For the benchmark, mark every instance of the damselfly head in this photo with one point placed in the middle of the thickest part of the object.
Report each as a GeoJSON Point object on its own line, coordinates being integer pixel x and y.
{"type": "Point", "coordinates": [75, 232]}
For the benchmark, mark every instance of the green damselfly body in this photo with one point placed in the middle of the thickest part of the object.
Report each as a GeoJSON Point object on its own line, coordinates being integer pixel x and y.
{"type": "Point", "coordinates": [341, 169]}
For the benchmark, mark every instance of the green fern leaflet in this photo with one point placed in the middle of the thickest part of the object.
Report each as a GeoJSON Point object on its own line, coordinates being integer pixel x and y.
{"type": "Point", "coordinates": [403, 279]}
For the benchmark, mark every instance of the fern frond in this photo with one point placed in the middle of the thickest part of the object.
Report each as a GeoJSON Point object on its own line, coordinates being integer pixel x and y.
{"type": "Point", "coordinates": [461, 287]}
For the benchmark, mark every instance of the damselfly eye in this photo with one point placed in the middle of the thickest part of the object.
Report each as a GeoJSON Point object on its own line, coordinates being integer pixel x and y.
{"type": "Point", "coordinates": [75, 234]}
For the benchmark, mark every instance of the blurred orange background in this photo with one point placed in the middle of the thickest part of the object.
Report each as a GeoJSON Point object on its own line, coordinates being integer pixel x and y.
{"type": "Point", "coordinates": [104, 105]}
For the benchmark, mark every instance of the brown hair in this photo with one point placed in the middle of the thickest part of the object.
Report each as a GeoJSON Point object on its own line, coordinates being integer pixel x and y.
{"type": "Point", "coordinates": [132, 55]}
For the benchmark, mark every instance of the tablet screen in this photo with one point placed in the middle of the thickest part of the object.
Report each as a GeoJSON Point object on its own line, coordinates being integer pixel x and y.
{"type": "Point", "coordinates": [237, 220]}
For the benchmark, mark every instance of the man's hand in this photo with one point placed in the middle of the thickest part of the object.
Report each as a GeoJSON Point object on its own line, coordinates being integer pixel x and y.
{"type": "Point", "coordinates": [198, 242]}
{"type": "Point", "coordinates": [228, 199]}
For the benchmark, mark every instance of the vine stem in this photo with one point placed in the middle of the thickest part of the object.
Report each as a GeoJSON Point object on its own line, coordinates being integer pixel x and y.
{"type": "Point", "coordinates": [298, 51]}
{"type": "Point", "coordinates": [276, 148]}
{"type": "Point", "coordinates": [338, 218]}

Work to complete.
Turn all of the rows above into a numbered list, leaving out any blank lines.

Complete output.
1. For the benchmark, mark every instance of the damselfly head in this photo with one point placed in the middle of the thickest part of the object.
2. Report each as a GeoJSON Point object on its own line, coordinates being integer pixel x and y.
3. {"type": "Point", "coordinates": [75, 232]}
4. For the benchmark, mark every instance of the green damselfly body in this photo with one point placed in the middle of the thickest part of the object.
5. Report each as a GeoJSON Point object on its own line, coordinates being integer pixel x and y.
6. {"type": "Point", "coordinates": [341, 169]}
7. For the benchmark, mark every instance of the green fern leaflet in this photo with one point placed in the middle of the thickest part of the object.
8. Report each as a GeoJSON Point object on its own line, coordinates being integer pixel x and y.
9. {"type": "Point", "coordinates": [403, 279]}
10. For the benchmark, mark every instance of the fern frond in this photo with one point placed in the middle of the thickest part of the object.
11. Report each as a GeoJSON Point object on its own line, coordinates being integer pixel x and y.
12. {"type": "Point", "coordinates": [461, 287]}
13. For the benchmark, mark every instance of the damselfly eye in this photo with one point placed in the middle of the thickest part of the object.
14. Report each as a GeoJSON Point object on its own line, coordinates being integer pixel x and y.
15. {"type": "Point", "coordinates": [75, 234]}
16. For the benchmark, mark every instance of the blurred orange background in this photo with one point placed in the middle of the thickest part of the object.
17. Report each as a GeoJSON Point object on its own line, coordinates being integer pixel x and y.
18. {"type": "Point", "coordinates": [104, 105]}
19. For the benchmark, mark every instance of the brown hair in this photo with one point placed in the middle of the thickest part of the object.
20. Report each as a GeoJSON Point object on its own line, coordinates being integer pixel x and y.
21. {"type": "Point", "coordinates": [132, 55]}
22. For the benchmark, mark every instance of the tablet screen in this photo with one point placed in the middle of the thickest part of the object.
23. Report each as a GeoJSON Point object on its own line, coordinates being integer pixel x and y.
24. {"type": "Point", "coordinates": [237, 220]}
25. For the benchmark, mark every instance of the man's hand in this photo with one point placed in the middle of the thickest part of the object.
26. Report each as a GeoJSON Point object on its own line, coordinates being integer pixel x and y.
27. {"type": "Point", "coordinates": [198, 242]}
28. {"type": "Point", "coordinates": [228, 199]}
29. For the benchmark, mark every instance of the vine stem in this photo with one point placed in the middle of the thickest part of the object.
30. Report each as a GeoJSON Point object on its own line, coordinates being integer pixel x and y.
31. {"type": "Point", "coordinates": [298, 51]}
32. {"type": "Point", "coordinates": [276, 148]}
33. {"type": "Point", "coordinates": [338, 218]}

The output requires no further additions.